> [EXERCISE]
Substitute "Target" for each "Query" in the items, starting with the line that contains "Rules. Find each instance of the overcast" and going on through the line that contains "point(591, 239)". Give back only those lines, with nothing else altered.

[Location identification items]
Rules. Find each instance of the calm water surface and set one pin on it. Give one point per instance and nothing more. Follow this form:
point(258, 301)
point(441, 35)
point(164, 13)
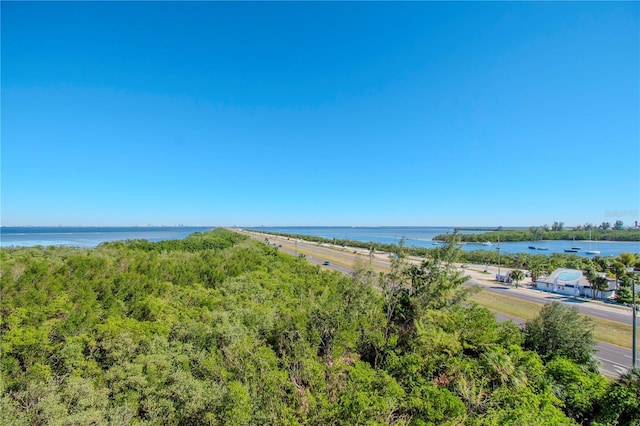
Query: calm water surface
point(423, 237)
point(88, 236)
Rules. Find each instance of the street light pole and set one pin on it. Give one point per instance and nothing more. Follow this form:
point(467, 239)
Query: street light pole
point(634, 308)
point(498, 249)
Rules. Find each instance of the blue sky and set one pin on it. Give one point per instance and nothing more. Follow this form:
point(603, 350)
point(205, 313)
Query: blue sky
point(328, 113)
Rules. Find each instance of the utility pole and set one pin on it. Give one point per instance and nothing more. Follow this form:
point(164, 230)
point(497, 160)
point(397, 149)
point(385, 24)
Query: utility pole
point(634, 309)
point(498, 249)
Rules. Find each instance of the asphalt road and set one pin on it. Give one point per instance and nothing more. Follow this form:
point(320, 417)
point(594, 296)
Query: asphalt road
point(615, 361)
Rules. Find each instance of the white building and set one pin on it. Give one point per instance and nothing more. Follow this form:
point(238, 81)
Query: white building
point(572, 282)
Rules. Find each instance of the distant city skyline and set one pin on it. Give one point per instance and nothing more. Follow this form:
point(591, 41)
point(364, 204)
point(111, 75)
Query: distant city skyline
point(320, 113)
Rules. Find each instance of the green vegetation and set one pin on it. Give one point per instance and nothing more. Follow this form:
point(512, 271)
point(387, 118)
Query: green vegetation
point(219, 329)
point(544, 233)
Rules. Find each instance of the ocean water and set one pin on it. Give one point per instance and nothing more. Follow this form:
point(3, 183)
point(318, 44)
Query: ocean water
point(414, 236)
point(423, 237)
point(88, 236)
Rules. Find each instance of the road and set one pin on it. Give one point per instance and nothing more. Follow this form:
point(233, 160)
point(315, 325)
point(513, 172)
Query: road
point(615, 361)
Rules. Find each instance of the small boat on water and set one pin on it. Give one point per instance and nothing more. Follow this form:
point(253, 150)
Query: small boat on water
point(592, 251)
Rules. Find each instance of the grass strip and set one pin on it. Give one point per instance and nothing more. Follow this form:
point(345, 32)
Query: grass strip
point(605, 330)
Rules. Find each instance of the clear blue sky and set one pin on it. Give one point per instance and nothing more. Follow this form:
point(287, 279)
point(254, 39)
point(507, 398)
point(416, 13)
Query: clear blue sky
point(502, 113)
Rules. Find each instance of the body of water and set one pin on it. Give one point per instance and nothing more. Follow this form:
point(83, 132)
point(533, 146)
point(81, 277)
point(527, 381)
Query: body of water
point(89, 236)
point(423, 237)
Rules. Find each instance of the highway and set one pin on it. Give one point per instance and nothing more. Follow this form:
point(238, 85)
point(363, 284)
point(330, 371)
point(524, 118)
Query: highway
point(615, 361)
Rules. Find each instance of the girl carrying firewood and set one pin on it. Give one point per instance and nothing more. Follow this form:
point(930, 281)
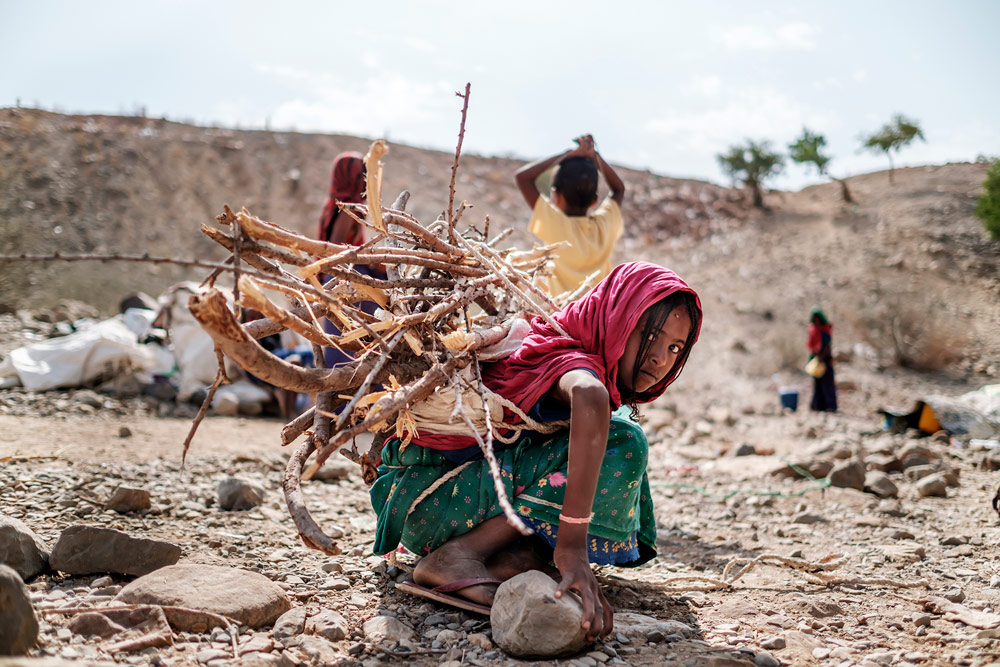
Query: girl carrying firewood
point(583, 488)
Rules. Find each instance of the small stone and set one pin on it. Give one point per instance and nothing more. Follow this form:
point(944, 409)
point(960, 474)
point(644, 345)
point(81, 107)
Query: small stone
point(386, 628)
point(880, 484)
point(21, 549)
point(127, 499)
point(933, 485)
point(954, 595)
point(848, 474)
point(289, 624)
point(765, 659)
point(18, 624)
point(528, 620)
point(237, 494)
point(336, 584)
point(450, 637)
point(328, 624)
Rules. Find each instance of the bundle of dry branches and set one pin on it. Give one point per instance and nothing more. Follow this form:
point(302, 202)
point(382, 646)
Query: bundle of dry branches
point(447, 295)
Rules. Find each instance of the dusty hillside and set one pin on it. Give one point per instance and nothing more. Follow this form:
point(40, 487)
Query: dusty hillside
point(105, 184)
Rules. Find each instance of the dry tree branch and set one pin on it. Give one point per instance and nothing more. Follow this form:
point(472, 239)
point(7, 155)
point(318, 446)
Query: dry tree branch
point(454, 167)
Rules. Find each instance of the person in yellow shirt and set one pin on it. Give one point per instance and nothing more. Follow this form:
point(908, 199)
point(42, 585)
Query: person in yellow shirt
point(565, 217)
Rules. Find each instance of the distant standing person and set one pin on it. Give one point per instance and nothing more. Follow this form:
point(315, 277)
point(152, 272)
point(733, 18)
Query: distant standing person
point(820, 346)
point(347, 186)
point(565, 216)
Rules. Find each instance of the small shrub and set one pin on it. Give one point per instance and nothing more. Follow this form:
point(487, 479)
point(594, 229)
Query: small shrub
point(904, 330)
point(988, 206)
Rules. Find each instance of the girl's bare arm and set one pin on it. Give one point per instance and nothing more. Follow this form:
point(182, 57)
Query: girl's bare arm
point(590, 418)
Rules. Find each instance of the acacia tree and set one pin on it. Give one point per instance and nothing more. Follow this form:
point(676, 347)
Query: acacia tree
point(752, 163)
point(807, 149)
point(893, 136)
point(988, 206)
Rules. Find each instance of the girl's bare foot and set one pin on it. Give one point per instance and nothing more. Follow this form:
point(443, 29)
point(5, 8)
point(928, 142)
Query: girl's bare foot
point(449, 563)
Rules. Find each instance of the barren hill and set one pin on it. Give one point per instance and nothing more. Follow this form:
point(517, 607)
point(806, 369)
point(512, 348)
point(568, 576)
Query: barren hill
point(130, 185)
point(907, 274)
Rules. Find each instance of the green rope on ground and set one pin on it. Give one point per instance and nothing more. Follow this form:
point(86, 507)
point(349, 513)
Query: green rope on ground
point(816, 484)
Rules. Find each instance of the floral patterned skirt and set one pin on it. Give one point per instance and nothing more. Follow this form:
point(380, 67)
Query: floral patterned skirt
point(622, 532)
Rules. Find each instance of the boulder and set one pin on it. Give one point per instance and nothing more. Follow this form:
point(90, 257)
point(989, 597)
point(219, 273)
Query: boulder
point(21, 549)
point(249, 598)
point(90, 549)
point(237, 494)
point(528, 620)
point(18, 625)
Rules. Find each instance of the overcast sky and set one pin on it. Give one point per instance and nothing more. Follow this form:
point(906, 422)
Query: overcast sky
point(661, 85)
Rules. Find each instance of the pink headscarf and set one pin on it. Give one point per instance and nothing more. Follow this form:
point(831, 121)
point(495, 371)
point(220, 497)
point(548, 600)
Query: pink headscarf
point(598, 325)
point(346, 185)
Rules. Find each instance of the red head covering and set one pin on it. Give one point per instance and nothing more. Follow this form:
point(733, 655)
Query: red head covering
point(346, 185)
point(598, 325)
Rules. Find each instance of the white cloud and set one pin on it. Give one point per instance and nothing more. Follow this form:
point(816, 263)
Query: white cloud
point(787, 37)
point(740, 112)
point(380, 103)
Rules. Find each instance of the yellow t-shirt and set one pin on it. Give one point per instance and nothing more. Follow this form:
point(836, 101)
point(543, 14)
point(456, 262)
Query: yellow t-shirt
point(591, 239)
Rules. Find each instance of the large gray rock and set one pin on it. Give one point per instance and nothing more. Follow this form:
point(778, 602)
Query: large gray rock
point(21, 549)
point(848, 474)
point(90, 549)
point(878, 482)
point(18, 625)
point(528, 620)
point(249, 598)
point(238, 494)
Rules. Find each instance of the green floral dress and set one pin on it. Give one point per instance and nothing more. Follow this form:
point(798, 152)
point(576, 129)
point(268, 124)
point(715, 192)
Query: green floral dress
point(622, 532)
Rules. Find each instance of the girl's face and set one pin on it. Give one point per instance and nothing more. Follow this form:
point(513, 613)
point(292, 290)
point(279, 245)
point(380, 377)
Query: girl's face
point(665, 347)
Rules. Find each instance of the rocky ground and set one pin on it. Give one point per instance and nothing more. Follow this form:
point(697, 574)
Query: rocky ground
point(929, 524)
point(907, 275)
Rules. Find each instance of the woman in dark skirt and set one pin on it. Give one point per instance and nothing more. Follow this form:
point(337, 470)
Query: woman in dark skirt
point(820, 346)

> [RESULT]
Rules. Find each instance of the overcast sky and set one pin on it. Give one point per instance and nothing more. Follow this form:
point(906, 422)
Target: overcast sky
point(661, 85)
Rules. Find each instance of the pink headscarf and set one pin on it. Give one point per instance and nothing more. Follow this form:
point(831, 121)
point(495, 371)
point(220, 497)
point(548, 600)
Target: pink headscarf
point(598, 325)
point(346, 185)
Rules. Find each instance of the red head covering and set one pin on it. Give one point per instance and nothing more. Follow this form:
point(733, 655)
Target: red head covering
point(346, 185)
point(598, 325)
Rules. Find each instance of the white cloud and set one pin on it. Give one point per instance and nothing more. Follow this form:
point(816, 263)
Target: white cloud
point(787, 37)
point(740, 112)
point(380, 103)
Rules. Find each instance of the yellow t-shirt and set one pin on it. Give one point per instance and nothing more. Follow this form:
point(836, 101)
point(543, 14)
point(456, 262)
Target: yellow t-shirt
point(591, 239)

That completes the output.